▸ **Task requirements**
The lines to be extracted run from the start of the listing through the line containing "Segment orange flower from the image above."; copy them exactly and nothing else.

** Record set follows **

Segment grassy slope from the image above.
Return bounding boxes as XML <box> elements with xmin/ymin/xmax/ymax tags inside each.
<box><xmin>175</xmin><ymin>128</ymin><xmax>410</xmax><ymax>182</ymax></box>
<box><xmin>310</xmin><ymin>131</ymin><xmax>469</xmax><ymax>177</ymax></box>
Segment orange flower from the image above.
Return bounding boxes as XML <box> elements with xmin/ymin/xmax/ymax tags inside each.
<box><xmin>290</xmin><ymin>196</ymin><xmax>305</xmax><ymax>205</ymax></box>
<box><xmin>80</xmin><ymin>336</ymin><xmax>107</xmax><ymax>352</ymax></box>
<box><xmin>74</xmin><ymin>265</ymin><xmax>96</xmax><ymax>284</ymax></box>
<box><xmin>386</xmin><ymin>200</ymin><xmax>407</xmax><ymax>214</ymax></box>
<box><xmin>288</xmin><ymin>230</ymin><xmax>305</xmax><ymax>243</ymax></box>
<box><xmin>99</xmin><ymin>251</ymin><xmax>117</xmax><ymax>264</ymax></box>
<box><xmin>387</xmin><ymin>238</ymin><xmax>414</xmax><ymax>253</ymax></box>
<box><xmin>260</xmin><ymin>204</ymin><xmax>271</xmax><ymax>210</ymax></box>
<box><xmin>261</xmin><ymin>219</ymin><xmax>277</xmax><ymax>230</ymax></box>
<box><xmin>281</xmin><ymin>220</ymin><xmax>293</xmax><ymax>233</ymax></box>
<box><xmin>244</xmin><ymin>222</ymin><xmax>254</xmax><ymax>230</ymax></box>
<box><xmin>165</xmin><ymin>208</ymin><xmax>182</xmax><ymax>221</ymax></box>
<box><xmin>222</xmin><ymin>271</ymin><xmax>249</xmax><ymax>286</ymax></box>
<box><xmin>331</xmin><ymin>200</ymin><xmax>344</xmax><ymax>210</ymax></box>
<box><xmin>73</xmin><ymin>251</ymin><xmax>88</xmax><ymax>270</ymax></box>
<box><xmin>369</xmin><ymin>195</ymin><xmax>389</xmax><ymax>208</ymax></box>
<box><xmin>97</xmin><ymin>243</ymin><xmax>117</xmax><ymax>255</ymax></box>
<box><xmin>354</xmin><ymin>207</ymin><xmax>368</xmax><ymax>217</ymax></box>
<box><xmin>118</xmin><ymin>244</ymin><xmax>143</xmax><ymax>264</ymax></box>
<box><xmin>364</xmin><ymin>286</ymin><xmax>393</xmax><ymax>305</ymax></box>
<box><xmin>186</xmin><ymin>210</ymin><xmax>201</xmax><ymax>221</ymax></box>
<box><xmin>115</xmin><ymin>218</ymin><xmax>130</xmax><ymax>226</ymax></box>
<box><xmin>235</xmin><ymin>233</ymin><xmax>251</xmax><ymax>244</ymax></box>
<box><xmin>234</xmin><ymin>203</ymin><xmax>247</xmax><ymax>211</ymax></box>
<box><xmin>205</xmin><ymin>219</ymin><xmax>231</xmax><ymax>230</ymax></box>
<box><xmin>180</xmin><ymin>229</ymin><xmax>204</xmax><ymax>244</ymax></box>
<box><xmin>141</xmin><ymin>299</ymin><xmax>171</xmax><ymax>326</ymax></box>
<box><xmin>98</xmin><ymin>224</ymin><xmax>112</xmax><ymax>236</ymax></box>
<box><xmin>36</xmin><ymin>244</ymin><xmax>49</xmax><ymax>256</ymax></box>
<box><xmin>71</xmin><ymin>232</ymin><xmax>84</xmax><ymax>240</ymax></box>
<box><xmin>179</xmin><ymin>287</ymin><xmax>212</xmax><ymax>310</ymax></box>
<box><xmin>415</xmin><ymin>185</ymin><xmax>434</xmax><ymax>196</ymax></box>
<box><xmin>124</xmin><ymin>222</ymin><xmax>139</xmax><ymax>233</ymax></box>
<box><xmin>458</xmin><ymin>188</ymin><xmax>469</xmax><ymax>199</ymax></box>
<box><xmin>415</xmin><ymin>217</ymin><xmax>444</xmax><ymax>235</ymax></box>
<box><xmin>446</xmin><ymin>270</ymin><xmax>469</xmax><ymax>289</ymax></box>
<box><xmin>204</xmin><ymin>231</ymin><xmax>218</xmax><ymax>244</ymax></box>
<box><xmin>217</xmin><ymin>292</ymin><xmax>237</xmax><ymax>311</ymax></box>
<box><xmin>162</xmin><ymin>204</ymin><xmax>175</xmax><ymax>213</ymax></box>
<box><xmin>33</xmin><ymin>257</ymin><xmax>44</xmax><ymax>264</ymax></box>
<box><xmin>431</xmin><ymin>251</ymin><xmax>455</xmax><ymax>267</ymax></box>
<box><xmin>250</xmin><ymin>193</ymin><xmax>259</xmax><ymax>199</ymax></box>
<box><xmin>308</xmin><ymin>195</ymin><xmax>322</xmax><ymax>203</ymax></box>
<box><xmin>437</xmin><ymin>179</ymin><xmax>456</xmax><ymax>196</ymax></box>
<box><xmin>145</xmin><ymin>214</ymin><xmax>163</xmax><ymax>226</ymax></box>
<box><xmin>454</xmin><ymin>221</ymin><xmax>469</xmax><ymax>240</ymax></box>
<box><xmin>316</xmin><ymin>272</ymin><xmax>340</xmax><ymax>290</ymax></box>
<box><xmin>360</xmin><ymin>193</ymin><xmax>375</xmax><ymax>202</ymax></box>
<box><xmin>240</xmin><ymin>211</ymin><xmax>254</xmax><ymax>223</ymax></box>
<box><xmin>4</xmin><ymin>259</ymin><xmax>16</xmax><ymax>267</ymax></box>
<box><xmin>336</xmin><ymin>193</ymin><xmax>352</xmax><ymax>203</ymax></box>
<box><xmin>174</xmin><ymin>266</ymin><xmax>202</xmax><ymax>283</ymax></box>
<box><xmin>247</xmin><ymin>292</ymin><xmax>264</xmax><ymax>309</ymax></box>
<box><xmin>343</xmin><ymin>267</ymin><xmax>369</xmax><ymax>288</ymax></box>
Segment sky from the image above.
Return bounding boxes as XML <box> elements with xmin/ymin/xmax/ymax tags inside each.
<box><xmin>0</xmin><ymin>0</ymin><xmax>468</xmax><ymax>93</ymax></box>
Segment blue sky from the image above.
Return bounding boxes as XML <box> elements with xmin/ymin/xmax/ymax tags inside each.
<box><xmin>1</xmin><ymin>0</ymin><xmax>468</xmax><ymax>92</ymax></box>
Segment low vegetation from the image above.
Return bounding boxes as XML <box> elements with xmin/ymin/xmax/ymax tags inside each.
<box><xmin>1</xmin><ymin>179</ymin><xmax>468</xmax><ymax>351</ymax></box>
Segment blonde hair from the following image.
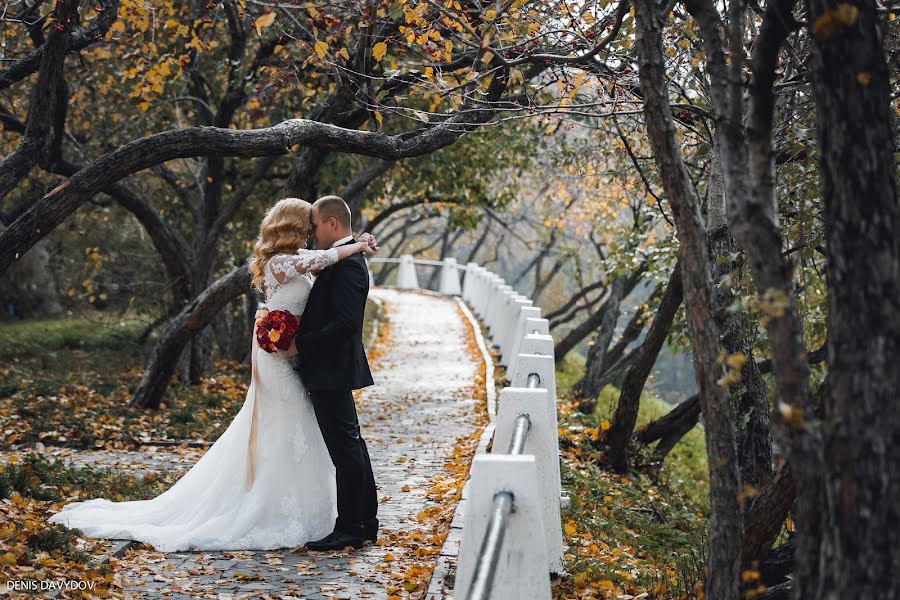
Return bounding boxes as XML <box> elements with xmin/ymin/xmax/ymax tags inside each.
<box><xmin>249</xmin><ymin>197</ymin><xmax>312</xmax><ymax>293</ymax></box>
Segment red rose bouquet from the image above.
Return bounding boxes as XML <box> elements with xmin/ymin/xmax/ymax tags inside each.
<box><xmin>255</xmin><ymin>309</ymin><xmax>300</xmax><ymax>353</ymax></box>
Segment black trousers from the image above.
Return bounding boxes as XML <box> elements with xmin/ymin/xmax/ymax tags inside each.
<box><xmin>308</xmin><ymin>389</ymin><xmax>378</xmax><ymax>533</ymax></box>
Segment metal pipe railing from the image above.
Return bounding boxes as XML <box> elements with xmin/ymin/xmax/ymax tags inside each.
<box><xmin>507</xmin><ymin>415</ymin><xmax>531</xmax><ymax>454</ymax></box>
<box><xmin>466</xmin><ymin>491</ymin><xmax>514</xmax><ymax>600</ymax></box>
<box><xmin>468</xmin><ymin>371</ymin><xmax>541</xmax><ymax>600</ymax></box>
<box><xmin>367</xmin><ymin>257</ymin><xmax>470</xmax><ymax>269</ymax></box>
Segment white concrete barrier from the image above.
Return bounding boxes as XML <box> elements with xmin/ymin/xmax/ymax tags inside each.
<box><xmin>397</xmin><ymin>254</ymin><xmax>419</xmax><ymax>289</ymax></box>
<box><xmin>511</xmin><ymin>354</ymin><xmax>562</xmax><ymax>501</ymax></box>
<box><xmin>494</xmin><ymin>387</ymin><xmax>565</xmax><ymax>573</ymax></box>
<box><xmin>498</xmin><ymin>298</ymin><xmax>534</xmax><ymax>366</ymax></box>
<box><xmin>462</xmin><ymin>262</ymin><xmax>480</xmax><ymax>303</ymax></box>
<box><xmin>455</xmin><ymin>455</ymin><xmax>551</xmax><ymax>600</ymax></box>
<box><xmin>439</xmin><ymin>257</ymin><xmax>462</xmax><ymax>296</ymax></box>
<box><xmin>504</xmin><ymin>307</ymin><xmax>543</xmax><ymax>370</ymax></box>
<box><xmin>485</xmin><ymin>285</ymin><xmax>512</xmax><ymax>339</ymax></box>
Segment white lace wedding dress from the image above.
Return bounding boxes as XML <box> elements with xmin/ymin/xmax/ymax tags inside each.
<box><xmin>47</xmin><ymin>249</ymin><xmax>342</xmax><ymax>551</ymax></box>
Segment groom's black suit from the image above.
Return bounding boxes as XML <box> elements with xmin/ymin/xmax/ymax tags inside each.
<box><xmin>293</xmin><ymin>239</ymin><xmax>377</xmax><ymax>536</ymax></box>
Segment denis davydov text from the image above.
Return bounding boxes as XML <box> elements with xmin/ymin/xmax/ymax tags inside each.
<box><xmin>6</xmin><ymin>579</ymin><xmax>97</xmax><ymax>592</ymax></box>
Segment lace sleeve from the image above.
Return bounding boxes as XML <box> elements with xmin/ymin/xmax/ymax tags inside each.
<box><xmin>267</xmin><ymin>248</ymin><xmax>340</xmax><ymax>284</ymax></box>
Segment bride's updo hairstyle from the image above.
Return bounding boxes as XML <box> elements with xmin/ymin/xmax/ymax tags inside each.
<box><xmin>249</xmin><ymin>197</ymin><xmax>312</xmax><ymax>293</ymax></box>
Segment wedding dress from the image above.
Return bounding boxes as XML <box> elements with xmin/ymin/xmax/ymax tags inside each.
<box><xmin>47</xmin><ymin>249</ymin><xmax>342</xmax><ymax>551</ymax></box>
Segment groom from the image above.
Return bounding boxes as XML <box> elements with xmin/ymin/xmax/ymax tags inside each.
<box><xmin>293</xmin><ymin>195</ymin><xmax>379</xmax><ymax>551</ymax></box>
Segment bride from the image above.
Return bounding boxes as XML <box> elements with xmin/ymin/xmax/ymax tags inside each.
<box><xmin>47</xmin><ymin>197</ymin><xmax>378</xmax><ymax>552</ymax></box>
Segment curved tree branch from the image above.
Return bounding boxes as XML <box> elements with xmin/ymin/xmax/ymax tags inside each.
<box><xmin>0</xmin><ymin>103</ymin><xmax>500</xmax><ymax>272</ymax></box>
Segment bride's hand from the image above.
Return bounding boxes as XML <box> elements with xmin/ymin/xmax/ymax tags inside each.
<box><xmin>354</xmin><ymin>241</ymin><xmax>377</xmax><ymax>257</ymax></box>
<box><xmin>357</xmin><ymin>235</ymin><xmax>378</xmax><ymax>257</ymax></box>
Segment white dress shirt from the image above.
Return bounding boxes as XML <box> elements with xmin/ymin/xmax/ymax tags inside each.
<box><xmin>331</xmin><ymin>235</ymin><xmax>354</xmax><ymax>248</ymax></box>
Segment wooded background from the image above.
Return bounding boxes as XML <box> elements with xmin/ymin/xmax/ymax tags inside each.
<box><xmin>1</xmin><ymin>0</ymin><xmax>897</xmax><ymax>598</ymax></box>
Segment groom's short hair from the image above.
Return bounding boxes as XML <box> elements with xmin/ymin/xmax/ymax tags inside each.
<box><xmin>313</xmin><ymin>195</ymin><xmax>352</xmax><ymax>230</ymax></box>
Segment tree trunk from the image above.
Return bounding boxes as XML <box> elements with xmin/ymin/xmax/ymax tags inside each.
<box><xmin>572</xmin><ymin>277</ymin><xmax>625</xmax><ymax>405</ymax></box>
<box><xmin>600</xmin><ymin>289</ymin><xmax>653</xmax><ymax>372</ymax></box>
<box><xmin>632</xmin><ymin>1</ymin><xmax>742</xmax><ymax>597</ymax></box>
<box><xmin>712</xmin><ymin>257</ymin><xmax>773</xmax><ymax>489</ymax></box>
<box><xmin>0</xmin><ymin>0</ymin><xmax>77</xmax><ymax>201</ymax></box>
<box><xmin>741</xmin><ymin>461</ymin><xmax>796</xmax><ymax>566</ymax></box>
<box><xmin>705</xmin><ymin>150</ymin><xmax>773</xmax><ymax>487</ymax></box>
<box><xmin>603</xmin><ymin>261</ymin><xmax>683</xmax><ymax>472</ymax></box>
<box><xmin>796</xmin><ymin>1</ymin><xmax>900</xmax><ymax>596</ymax></box>
<box><xmin>131</xmin><ymin>264</ymin><xmax>251</xmax><ymax>409</ymax></box>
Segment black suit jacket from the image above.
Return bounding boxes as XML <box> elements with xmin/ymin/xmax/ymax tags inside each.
<box><xmin>293</xmin><ymin>239</ymin><xmax>375</xmax><ymax>391</ymax></box>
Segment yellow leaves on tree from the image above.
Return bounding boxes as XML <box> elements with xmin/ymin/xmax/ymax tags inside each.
<box><xmin>717</xmin><ymin>351</ymin><xmax>747</xmax><ymax>387</ymax></box>
<box><xmin>372</xmin><ymin>41</ymin><xmax>388</xmax><ymax>62</ymax></box>
<box><xmin>254</xmin><ymin>11</ymin><xmax>276</xmax><ymax>35</ymax></box>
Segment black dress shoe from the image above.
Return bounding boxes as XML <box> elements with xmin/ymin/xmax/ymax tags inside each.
<box><xmin>305</xmin><ymin>529</ymin><xmax>365</xmax><ymax>551</ymax></box>
<box><xmin>364</xmin><ymin>517</ymin><xmax>379</xmax><ymax>543</ymax></box>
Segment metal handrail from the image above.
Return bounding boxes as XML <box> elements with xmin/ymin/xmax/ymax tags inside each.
<box><xmin>466</xmin><ymin>492</ymin><xmax>514</xmax><ymax>600</ymax></box>
<box><xmin>367</xmin><ymin>257</ymin><xmax>470</xmax><ymax>269</ymax></box>
<box><xmin>467</xmin><ymin>372</ymin><xmax>541</xmax><ymax>600</ymax></box>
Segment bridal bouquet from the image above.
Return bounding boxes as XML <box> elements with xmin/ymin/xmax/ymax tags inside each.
<box><xmin>255</xmin><ymin>309</ymin><xmax>300</xmax><ymax>353</ymax></box>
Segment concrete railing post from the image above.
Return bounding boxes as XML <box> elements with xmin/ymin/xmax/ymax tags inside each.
<box><xmin>498</xmin><ymin>298</ymin><xmax>534</xmax><ymax>366</ymax></box>
<box><xmin>462</xmin><ymin>262</ymin><xmax>479</xmax><ymax>303</ymax></box>
<box><xmin>455</xmin><ymin>455</ymin><xmax>551</xmax><ymax>600</ymax></box>
<box><xmin>511</xmin><ymin>354</ymin><xmax>563</xmax><ymax>505</ymax></box>
<box><xmin>385</xmin><ymin>256</ymin><xmax>568</xmax><ymax>596</ymax></box>
<box><xmin>485</xmin><ymin>284</ymin><xmax>511</xmax><ymax>339</ymax></box>
<box><xmin>493</xmin><ymin>387</ymin><xmax>565</xmax><ymax>574</ymax></box>
<box><xmin>397</xmin><ymin>254</ymin><xmax>420</xmax><ymax>289</ymax></box>
<box><xmin>504</xmin><ymin>307</ymin><xmax>543</xmax><ymax>371</ymax></box>
<box><xmin>439</xmin><ymin>257</ymin><xmax>462</xmax><ymax>296</ymax></box>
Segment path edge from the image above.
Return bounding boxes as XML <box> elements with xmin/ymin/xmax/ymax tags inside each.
<box><xmin>425</xmin><ymin>297</ymin><xmax>496</xmax><ymax>600</ymax></box>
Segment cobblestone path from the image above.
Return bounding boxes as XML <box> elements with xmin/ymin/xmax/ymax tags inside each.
<box><xmin>34</xmin><ymin>288</ymin><xmax>485</xmax><ymax>599</ymax></box>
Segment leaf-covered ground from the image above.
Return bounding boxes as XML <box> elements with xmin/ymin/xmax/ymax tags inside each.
<box><xmin>0</xmin><ymin>291</ymin><xmax>489</xmax><ymax>599</ymax></box>
<box><xmin>551</xmin><ymin>356</ymin><xmax>711</xmax><ymax>600</ymax></box>
<box><xmin>0</xmin><ymin>300</ymin><xmax>382</xmax><ymax>452</ymax></box>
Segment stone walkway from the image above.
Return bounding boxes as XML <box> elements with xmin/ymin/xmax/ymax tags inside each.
<box><xmin>35</xmin><ymin>289</ymin><xmax>486</xmax><ymax>599</ymax></box>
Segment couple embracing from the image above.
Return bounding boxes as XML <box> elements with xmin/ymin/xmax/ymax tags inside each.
<box><xmin>49</xmin><ymin>196</ymin><xmax>381</xmax><ymax>553</ymax></box>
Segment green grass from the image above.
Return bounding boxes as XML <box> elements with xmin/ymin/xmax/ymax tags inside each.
<box><xmin>556</xmin><ymin>352</ymin><xmax>709</xmax><ymax>506</ymax></box>
<box><xmin>595</xmin><ymin>390</ymin><xmax>709</xmax><ymax>507</ymax></box>
<box><xmin>556</xmin><ymin>352</ymin><xmax>587</xmax><ymax>394</ymax></box>
<box><xmin>0</xmin><ymin>453</ymin><xmax>177</xmax><ymax>504</ymax></box>
<box><xmin>0</xmin><ymin>311</ymin><xmax>151</xmax><ymax>355</ymax></box>
<box><xmin>0</xmin><ymin>312</ymin><xmax>152</xmax><ymax>398</ymax></box>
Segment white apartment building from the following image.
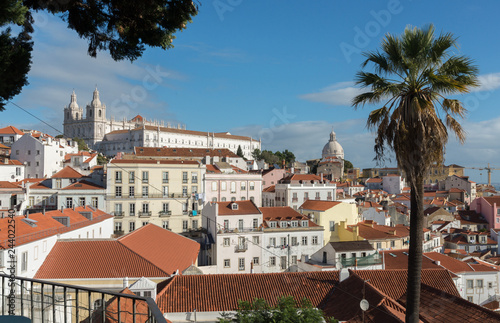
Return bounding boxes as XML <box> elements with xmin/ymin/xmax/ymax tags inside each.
<box><xmin>205</xmin><ymin>164</ymin><xmax>263</xmax><ymax>207</ymax></box>
<box><xmin>0</xmin><ymin>206</ymin><xmax>113</xmax><ymax>279</ymax></box>
<box><xmin>0</xmin><ymin>181</ymin><xmax>26</xmax><ymax>216</ymax></box>
<box><xmin>382</xmin><ymin>174</ymin><xmax>406</xmax><ymax>194</ymax></box>
<box><xmin>10</xmin><ymin>133</ymin><xmax>78</xmax><ymax>178</ymax></box>
<box><xmin>202</xmin><ymin>200</ymin><xmax>264</xmax><ymax>274</ymax></box>
<box><xmin>259</xmin><ymin>207</ymin><xmax>324</xmax><ymax>273</ymax></box>
<box><xmin>439</xmin><ymin>175</ymin><xmax>477</xmax><ymax>204</ymax></box>
<box><xmin>0</xmin><ymin>159</ymin><xmax>24</xmax><ymax>181</ymax></box>
<box><xmin>107</xmin><ymin>159</ymin><xmax>205</xmax><ymax>235</ymax></box>
<box><xmin>0</xmin><ymin>125</ymin><xmax>24</xmax><ymax>146</ymax></box>
<box><xmin>274</xmin><ymin>174</ymin><xmax>337</xmax><ymax>210</ymax></box>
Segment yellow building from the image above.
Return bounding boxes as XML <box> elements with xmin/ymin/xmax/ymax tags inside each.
<box><xmin>106</xmin><ymin>159</ymin><xmax>205</xmax><ymax>235</ymax></box>
<box><xmin>425</xmin><ymin>164</ymin><xmax>464</xmax><ymax>185</ymax></box>
<box><xmin>299</xmin><ymin>200</ymin><xmax>359</xmax><ymax>246</ymax></box>
<box><xmin>336</xmin><ymin>220</ymin><xmax>410</xmax><ymax>250</ymax></box>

** End of Record set **

▸ **Answer to this task**
Segment grassy slope from the image above.
Return bounding boxes as XML <box> elements with xmin/ymin/xmax/ymax tags inside each.
<box><xmin>175</xmin><ymin>128</ymin><xmax>410</xmax><ymax>182</ymax></box>
<box><xmin>310</xmin><ymin>131</ymin><xmax>469</xmax><ymax>177</ymax></box>
Segment orange flower from the image above.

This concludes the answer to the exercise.